Max Shachtman

Vital Questions of the New Party

The Program of the A.W.P.

(February 1934)


From The Militant, Vol. VII No. 9, 24 February 1934, p. 4.
Transcribed & marked up by Einde O’Callaghan for the Marxists’ Internet Archive.


The idea that the greatest immediate need of the working class everywhere is a new revolutionary International and a new revolutionary party in every country, is being accepted by ever wider sections of the radical labor movement. The decision of the Pittsburgh convention of the Conference for Progressive Labor Action to launch the “American Workers Party” on July 4, 1934, is additional proof of the irresistible power of this idea.

Because we Internationalist-Communists are for a new party which unites the maximum possible forces on a revolutionary program and for revolutionary action, we have commenced a discussion with the representatives of the American Workers Party, with the aim of establishing the extent to which agreement exists, and consequently, united action and eventual fusion is possible.
 

The Decisive Question

In this discussion, we pursue no narrow or sectional interests. Our fight for the fundamental principles of Marxism (carried on for over five years in this country and ten years internationally) excludes such a conception. What is decisive for us in our attitude towards any other group is not this or that individual in it, or this or that isolated action in which it has engaged. Our first question is: What is your program? – Here is ours. Only when, by open confrontation, sharp if comradely mutual criticism, an agreement has been arrived at on the programmatic questions, is it possible to talk seriously and fruitfully about unity and fusion.

Program is of fundamental importance because by it the party is judged – essentially by program and not by action, because it is the former that determines and guides the action.

And it is precisely in the domain of the program that the founders of the new revolutionary party have a tremendous advantage over those who preceded them. The Third International, when founded in 1919, was able to take all the events, the actions, the isolated phenomena, the ideas, the men and the movements that went before it, subject them to the pitiless fire of Marxian criticism and strain the residue through the screen of generalization. The distilled result was condensed into the basic programmatic documents of the new International and the forming Communist parties. This not only gave them political justification for existence and an unmistakable physiognomy, but immediately invested them with a vast superiority over all the old organizations which, sought to continue as if nothing – neither the war, the collapse of the Second International, the Russian revolution, nor the post-war revolutionary movements – had occurred.

On the eve of the fifteenth anniversary of the founding of the Communist International, much the same task has to be performed. Even less than in 1919 we are handicapped this time by the need of starting out with nothing. A great deal has been lost in the painful defeats suffered by the working class. That is true. But just as victories teach us, generally speaking, what to do, defeats should teach us what not to do, what to avoid.

(Excerpts from segmentation records)

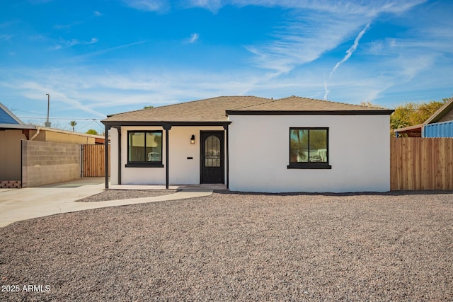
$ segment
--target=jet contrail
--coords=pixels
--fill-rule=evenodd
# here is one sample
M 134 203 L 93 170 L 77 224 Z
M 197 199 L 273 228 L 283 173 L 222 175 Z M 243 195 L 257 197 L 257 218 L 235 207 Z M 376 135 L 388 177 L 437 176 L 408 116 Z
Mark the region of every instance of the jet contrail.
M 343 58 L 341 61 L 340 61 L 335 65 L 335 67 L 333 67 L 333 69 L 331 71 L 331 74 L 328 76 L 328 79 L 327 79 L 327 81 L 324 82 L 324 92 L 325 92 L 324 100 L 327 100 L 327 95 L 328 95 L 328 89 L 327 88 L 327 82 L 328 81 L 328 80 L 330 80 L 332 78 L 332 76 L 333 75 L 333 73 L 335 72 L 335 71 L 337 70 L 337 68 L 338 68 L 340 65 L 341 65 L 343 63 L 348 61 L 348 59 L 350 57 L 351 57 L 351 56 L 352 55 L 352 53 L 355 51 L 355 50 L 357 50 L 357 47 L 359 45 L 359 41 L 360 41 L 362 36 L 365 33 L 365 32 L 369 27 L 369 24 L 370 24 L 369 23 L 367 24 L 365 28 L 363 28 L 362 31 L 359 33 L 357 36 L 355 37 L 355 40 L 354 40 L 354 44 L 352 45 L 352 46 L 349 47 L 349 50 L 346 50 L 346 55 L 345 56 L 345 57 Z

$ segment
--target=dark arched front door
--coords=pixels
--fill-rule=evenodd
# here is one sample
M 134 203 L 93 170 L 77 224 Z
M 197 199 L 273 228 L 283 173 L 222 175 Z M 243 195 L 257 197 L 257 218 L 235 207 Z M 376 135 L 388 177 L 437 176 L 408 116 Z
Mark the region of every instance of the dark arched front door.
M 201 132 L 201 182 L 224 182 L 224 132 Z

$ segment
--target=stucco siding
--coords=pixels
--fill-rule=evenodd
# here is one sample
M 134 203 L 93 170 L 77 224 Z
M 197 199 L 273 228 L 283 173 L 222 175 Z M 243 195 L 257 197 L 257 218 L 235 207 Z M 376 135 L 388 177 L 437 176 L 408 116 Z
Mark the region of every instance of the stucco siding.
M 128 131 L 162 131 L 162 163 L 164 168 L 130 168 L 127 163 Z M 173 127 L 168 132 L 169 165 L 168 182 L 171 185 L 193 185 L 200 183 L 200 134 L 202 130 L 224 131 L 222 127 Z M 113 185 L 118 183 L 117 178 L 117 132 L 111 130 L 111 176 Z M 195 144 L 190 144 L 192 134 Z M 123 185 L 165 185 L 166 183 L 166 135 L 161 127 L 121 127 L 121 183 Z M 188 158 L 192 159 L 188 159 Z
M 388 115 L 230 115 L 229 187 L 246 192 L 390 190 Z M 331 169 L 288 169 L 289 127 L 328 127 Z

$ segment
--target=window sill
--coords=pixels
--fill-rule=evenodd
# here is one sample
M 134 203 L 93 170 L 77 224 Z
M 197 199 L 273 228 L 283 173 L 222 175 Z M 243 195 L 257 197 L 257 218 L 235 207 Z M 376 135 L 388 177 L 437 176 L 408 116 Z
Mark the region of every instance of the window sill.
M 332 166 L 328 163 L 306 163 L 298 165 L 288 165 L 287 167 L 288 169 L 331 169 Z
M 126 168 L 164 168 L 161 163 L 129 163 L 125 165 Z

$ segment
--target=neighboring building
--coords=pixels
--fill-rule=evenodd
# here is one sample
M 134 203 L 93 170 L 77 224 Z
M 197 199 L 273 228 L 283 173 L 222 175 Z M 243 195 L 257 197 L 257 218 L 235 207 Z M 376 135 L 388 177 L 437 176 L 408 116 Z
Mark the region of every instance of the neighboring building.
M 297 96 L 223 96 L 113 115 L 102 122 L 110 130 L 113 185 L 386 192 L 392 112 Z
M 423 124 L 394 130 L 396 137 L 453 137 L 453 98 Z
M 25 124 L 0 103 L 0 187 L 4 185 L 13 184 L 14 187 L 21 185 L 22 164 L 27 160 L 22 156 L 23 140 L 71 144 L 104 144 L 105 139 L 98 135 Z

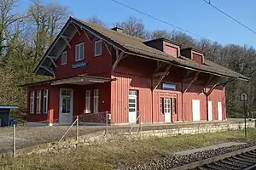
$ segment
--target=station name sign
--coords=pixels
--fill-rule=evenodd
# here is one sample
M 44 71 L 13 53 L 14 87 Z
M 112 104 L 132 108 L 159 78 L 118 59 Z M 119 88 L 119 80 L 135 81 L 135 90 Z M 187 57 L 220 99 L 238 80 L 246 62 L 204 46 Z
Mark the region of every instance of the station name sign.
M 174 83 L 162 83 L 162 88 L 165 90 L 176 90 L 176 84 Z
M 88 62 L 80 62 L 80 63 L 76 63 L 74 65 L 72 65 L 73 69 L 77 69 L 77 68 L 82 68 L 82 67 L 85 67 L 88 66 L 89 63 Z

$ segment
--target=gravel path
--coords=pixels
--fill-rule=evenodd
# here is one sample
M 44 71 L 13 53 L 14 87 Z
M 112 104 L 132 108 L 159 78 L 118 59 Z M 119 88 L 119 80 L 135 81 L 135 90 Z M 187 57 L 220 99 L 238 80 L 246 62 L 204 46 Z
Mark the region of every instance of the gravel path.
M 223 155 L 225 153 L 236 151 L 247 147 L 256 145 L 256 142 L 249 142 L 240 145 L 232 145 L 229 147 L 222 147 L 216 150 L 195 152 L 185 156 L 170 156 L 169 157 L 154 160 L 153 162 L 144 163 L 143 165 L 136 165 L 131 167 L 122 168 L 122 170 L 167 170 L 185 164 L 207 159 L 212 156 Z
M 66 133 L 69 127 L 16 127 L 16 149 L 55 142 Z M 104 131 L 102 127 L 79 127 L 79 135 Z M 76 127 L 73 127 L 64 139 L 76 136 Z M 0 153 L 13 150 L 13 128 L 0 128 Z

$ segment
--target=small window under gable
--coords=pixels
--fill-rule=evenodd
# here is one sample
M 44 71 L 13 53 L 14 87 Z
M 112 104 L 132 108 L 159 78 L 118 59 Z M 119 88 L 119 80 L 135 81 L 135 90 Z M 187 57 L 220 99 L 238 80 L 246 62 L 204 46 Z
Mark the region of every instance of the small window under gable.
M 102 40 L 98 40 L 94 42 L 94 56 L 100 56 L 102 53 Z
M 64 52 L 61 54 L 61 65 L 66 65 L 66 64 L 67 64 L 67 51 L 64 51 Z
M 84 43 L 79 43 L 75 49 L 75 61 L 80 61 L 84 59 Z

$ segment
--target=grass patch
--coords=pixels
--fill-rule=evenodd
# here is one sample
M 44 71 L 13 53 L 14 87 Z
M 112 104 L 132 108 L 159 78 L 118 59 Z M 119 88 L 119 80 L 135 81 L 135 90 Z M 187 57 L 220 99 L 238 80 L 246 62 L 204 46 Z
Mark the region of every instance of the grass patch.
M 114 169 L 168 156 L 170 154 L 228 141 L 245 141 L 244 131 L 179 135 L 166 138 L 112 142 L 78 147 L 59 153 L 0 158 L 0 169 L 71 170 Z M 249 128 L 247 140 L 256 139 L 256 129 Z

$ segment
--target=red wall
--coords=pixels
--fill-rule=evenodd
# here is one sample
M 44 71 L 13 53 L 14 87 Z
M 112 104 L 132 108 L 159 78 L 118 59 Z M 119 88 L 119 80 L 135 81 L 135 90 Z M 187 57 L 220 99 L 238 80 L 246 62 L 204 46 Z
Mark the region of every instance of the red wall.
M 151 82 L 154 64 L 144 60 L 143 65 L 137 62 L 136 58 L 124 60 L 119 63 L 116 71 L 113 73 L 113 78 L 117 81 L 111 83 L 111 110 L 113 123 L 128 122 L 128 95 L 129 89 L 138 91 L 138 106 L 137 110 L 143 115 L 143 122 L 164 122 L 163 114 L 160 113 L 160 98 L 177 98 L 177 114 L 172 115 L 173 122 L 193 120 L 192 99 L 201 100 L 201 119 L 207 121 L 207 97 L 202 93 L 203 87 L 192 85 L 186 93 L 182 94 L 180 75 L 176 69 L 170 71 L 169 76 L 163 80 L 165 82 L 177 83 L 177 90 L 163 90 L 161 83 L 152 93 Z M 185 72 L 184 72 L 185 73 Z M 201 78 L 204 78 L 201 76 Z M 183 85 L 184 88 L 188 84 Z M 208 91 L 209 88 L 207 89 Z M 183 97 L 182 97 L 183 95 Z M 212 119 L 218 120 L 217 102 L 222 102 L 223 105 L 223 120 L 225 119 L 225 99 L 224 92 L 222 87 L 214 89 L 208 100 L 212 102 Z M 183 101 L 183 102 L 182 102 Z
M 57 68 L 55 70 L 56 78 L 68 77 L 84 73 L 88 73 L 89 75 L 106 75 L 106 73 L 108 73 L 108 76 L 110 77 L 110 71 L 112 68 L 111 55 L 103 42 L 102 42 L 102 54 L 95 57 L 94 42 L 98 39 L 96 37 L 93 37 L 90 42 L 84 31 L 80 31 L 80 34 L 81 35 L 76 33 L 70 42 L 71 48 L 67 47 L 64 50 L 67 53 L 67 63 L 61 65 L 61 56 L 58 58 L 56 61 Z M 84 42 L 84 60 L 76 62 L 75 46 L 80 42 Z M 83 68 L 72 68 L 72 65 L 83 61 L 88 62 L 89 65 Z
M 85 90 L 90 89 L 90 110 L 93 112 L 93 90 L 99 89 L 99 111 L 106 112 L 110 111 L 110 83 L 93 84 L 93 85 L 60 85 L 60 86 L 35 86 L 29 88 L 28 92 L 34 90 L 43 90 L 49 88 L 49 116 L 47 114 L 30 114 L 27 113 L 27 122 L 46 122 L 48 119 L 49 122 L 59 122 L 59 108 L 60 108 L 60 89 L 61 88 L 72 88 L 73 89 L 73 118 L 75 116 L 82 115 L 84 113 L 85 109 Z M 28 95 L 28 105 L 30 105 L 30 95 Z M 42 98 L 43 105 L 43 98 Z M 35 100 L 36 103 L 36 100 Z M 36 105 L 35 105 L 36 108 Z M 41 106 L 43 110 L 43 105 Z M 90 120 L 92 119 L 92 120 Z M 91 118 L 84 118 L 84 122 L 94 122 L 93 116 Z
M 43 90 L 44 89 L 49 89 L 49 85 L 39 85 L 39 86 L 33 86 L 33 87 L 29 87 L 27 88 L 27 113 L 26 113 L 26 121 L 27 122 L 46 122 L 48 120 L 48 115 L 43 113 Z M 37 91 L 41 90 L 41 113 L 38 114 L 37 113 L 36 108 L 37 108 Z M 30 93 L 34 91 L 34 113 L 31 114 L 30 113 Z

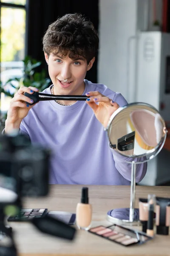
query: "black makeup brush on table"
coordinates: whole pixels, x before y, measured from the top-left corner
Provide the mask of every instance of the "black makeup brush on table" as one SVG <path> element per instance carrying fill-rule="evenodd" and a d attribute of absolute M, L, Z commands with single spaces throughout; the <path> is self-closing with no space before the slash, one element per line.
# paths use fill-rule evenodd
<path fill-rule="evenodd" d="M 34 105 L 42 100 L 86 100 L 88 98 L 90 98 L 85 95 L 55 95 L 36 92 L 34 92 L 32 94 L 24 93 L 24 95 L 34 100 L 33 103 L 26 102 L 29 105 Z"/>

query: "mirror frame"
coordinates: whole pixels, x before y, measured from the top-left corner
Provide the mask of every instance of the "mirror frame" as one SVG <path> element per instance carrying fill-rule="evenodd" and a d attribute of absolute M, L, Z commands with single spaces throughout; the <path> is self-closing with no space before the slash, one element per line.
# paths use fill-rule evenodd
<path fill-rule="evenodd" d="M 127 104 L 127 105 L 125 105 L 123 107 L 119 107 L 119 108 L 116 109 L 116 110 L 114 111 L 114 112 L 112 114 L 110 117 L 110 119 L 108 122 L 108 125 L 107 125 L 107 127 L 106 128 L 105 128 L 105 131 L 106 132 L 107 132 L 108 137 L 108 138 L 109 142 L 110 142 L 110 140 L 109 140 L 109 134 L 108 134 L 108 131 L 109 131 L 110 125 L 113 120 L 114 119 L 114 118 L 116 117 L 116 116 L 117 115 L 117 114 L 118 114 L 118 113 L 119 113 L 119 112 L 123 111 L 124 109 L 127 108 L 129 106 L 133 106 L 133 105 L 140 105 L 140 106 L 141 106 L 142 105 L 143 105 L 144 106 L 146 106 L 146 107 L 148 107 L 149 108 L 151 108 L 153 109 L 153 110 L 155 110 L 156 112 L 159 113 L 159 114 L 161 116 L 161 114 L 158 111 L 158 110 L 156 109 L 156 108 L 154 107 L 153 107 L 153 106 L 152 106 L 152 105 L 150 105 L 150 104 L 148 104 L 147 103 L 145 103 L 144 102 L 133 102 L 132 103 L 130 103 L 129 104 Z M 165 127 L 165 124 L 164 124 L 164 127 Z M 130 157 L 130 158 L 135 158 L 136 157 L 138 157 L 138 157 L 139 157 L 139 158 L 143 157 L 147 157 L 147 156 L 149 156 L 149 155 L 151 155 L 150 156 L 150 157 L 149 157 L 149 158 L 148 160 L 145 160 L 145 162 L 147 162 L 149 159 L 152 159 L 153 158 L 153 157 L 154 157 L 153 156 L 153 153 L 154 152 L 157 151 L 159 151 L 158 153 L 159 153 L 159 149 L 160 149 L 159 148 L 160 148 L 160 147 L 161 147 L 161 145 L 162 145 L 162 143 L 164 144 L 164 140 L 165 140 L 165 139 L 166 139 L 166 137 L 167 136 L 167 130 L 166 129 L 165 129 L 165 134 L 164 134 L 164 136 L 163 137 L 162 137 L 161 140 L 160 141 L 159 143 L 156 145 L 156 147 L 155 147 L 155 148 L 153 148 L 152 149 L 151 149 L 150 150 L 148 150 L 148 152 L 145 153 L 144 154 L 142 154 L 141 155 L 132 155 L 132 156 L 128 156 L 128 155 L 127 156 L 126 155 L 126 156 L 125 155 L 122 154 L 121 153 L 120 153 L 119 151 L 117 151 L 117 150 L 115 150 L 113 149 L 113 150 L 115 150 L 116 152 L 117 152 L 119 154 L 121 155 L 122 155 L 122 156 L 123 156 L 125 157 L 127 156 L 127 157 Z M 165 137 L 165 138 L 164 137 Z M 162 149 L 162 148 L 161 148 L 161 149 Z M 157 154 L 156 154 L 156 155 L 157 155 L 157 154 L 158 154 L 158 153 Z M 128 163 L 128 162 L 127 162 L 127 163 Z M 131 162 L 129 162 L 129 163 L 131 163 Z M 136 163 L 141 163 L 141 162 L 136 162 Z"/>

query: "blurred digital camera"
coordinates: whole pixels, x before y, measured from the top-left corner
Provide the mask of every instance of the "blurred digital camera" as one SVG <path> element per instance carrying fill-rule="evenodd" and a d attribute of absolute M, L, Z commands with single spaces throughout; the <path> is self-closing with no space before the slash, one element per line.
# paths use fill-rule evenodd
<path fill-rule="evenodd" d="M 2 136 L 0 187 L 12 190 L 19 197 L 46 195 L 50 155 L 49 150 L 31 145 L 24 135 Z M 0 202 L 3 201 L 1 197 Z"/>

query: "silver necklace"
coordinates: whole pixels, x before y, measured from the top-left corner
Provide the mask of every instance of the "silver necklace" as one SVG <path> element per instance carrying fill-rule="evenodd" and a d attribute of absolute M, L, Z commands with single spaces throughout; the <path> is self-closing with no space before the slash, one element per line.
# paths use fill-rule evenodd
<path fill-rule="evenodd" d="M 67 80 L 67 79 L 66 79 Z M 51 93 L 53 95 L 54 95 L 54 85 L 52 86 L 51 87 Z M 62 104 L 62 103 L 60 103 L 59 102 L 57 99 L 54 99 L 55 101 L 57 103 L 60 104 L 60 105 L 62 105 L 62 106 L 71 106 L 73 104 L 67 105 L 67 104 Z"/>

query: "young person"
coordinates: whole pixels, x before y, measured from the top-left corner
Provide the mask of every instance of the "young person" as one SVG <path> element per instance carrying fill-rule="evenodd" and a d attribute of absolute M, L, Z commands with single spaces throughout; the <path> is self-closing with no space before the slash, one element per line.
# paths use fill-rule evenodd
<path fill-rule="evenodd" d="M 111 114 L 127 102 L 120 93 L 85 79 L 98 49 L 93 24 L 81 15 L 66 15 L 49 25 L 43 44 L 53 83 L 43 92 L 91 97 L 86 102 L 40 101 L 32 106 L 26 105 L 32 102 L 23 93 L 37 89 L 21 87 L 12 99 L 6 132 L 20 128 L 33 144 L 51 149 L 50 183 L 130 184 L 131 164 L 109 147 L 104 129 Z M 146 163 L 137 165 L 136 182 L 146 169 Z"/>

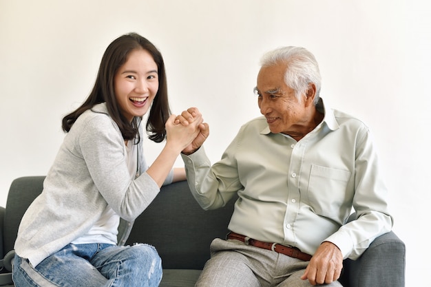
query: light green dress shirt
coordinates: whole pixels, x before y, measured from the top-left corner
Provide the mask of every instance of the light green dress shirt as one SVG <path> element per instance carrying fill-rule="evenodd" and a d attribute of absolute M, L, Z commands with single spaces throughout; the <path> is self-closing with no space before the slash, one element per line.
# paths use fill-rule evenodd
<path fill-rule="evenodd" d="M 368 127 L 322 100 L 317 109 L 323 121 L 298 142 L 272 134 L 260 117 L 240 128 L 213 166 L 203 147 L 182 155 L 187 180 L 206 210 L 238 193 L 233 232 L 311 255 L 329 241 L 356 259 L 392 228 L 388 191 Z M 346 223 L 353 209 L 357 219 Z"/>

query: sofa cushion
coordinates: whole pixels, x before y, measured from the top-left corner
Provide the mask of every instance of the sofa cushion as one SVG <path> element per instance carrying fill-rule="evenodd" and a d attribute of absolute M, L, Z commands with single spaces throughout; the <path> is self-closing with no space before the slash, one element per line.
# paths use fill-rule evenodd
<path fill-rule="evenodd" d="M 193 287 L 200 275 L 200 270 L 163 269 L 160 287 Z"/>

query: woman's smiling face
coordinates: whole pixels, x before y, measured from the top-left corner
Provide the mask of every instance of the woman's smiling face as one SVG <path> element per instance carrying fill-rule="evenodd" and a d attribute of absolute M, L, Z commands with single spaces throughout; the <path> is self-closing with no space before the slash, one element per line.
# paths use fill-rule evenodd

» TASK INSTRUCTIONS:
1) Switch "Pittsburgh" to "Cleveland" and write out everything in the article on the new party from "Max Shachtman" down to "of this idea.".
2) Return everything in the records from the line containing "query: light green dress shirt" down to the line containing "193 287 L 200", with no changes.
The records are unrelated to the text on the new revolutionary party.

» PER-TASK OUTPUTS:
1)
Max Shachtman

Vital Questions of the New Party

The Program of the A.W.P.

(February 1934)


From The Militant, Vol. VII No. 9, 24 February 1934, p. 4.
Transcribed & marked up by Einde O’Callaghan for the Marxists’ Internet Archive.


The idea that the greatest immediate need of the working class everywhere is a new revolutionary International and a new revolutionary party in every country, is being accepted by ever wider sections of the radical labor movement. The decision of the Cleveland convention of the Conference for Progressive Labor Action to launch the “American Workers Party” on July 4, 1934, is additional proof of the irresistible power of this idea.

2)
query: light green dress shirt
coordinates: whole pixels, x before y, measured from the top-left corner
Provide the mask of every instance of the light green dress shirt as one SVG <path> element per instance carrying fill-rule="evenodd" and a d attribute of absolute M, L, Z commands with single spaces throughout; the <path> is self-closing with no space before the slash, one element per line.
# paths use fill-rule evenodd
<path fill-rule="evenodd" d="M 368 127 L 322 100 L 317 109 L 323 121 L 298 142 L 272 134 L 260 117 L 240 128 L 213 166 L 203 147 L 182 155 L 187 180 L 206 210 L 238 193 L 233 232 L 311 255 L 329 241 L 356 259 L 392 228 L 388 191 Z M 346 223 L 353 209 L 357 219 Z"/>

query: sofa cushion
coordinates: whole pixels, x before y, measured from the top-left corner
Provide the mask of every instance of the sofa cushion as one SVG <path> element per instance carrying fill-rule="evenodd" and a d attribute of absolute M, L, Z commands with single spaces throughout; the <path> is self-closing with no space before the slash, one element per line.
# paths use fill-rule evenodd
<path fill-rule="evenodd" d="M 193 287 L 200 275 L 200 270 L 163 269 L 160 287 Z"/>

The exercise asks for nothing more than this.